However, during a recession, 6 months may not be enough. During the Great Recession, people were unemployed for up to a year or more. So, experts now say that if you anticipate a recession, you should save up to 1 year of expenses. Ideally, you want $18,000 in savings.
If that sounds excessive, just remember what this money is supposed to cover. The idea is that you can live on savings until you get a new job. No massive run up of credit card debt; no payday loans with ridiculous interest rates. You enjoy financial peace of mind even without full time employment.
3 key takeaways from the Great Recession as you recession-proof your finances now
#1: If you think there’s a chance of recession, don’t do anything risky with your mortgage
Arguably the most devastating part of the Great Recession was the real estate market collapse. It was certainly heart-breaking to watch people lose their 401(k) savings in the stock market crash, but most eventually recovered. But when the mortgage market collapsed, families lost their homes and in many cases, there was no going back.
A large part of the mortgage crisis resulted from excessive borrowing against equity. People took advantage of the boom years to take out second and even third mortgages. They used home equity loans and HELOCs without reserve or concern. But when the market collapsed and property valued plummeted, those homeowners were severely upside down. They owed far more than their homes were now worth.
The hard lesson learned during that crisis was that borrowing against your home can be risky. Just because you have equity to use, it doesn’t mean that you should. If you worry about a recession, stick to a single traditional mortgage and don’t borrow against your home. In particular, avoid actions like taking out a home equity loan to pay off credit card debt. It’s just not worth the risk!
#2: No job is 100% recession-proof, but some are recession-susceptible
There’s no guarantee that you can make it through a recession without hiccups in your employment. However, the Great Recession certainly showed the vulnerability of several professions:
- Anything in construction or real estate can be risky. Recessions don’t always come with a mortgage crisis, but a weak economy often leads to a housing market slowdown. If your career is dependent on an active health real estate market, you may want to consider supplementing your income.

(Source data)
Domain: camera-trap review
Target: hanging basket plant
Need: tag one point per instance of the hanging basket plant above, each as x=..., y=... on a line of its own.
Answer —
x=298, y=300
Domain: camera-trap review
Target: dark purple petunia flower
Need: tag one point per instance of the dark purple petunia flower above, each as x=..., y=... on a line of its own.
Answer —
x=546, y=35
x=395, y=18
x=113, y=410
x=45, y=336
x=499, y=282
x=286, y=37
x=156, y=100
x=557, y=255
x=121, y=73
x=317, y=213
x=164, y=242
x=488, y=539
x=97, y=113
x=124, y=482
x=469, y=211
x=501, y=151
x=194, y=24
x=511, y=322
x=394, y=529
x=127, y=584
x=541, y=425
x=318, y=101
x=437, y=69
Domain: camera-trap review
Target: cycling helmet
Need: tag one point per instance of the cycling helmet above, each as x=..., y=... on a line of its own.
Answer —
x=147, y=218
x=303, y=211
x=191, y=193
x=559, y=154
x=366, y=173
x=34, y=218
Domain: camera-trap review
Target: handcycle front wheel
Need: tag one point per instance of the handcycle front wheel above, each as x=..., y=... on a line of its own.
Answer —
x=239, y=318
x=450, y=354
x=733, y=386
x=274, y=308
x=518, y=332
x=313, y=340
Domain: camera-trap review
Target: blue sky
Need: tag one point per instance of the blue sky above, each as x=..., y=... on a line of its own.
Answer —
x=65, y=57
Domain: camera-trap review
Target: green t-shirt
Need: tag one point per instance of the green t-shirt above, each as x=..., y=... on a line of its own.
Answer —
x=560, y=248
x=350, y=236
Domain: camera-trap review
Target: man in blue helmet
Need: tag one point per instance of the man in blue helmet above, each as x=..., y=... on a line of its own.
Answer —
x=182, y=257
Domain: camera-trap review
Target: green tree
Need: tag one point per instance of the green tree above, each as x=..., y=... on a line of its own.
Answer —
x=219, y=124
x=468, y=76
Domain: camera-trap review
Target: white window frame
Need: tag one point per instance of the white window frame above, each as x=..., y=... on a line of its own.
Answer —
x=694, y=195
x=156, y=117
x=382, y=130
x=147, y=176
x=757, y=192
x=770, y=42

=== Description of the task ===
Please continue the article on preparing your finances for a recession, starting right after its final sentence.

=== Your response ===
- Hospitality is hard when everyone stays home. People in the service industry also suffered particularly hard during the Great Recession. As families felt the financial pinch, they stopped going out to eat and limited vacations. As a result, tips dried up and people’s customer base just wasn’t there.
- Startup businesses have a higher risk of closure. You don’t have any guarantee that a large company will weather the storm and avoid mass layoffs. On the other hand, working for a startup means you may be more at risk of the business closing entirely.
#3: Loan approvals can be hard to come by during a recession
Lenders can choose to increase or relax their lending standards, as long as they follow federal and state regulations. During a recession, lenders face high rates of default from other borrowers. Basically they can’t afford another bad loan that doesn’t get repaid.
This means it can be tough to get approved for financing. This is true both of for personal loans and for any small business loans you may need. If you want to get approved, you’ll need a great credit score and a low debt-to-income ratio. Only the most creditworthy can get approved.
That being said, recessions can often be a great time to get new financing. The Federal Reserve typically lowers interest rates during a recession to stimulate the economy. If you have great credit and you followed the advice above, you can get really attractive rates on loans. Just make sure you have the means you cover the payments on whatever you borrow.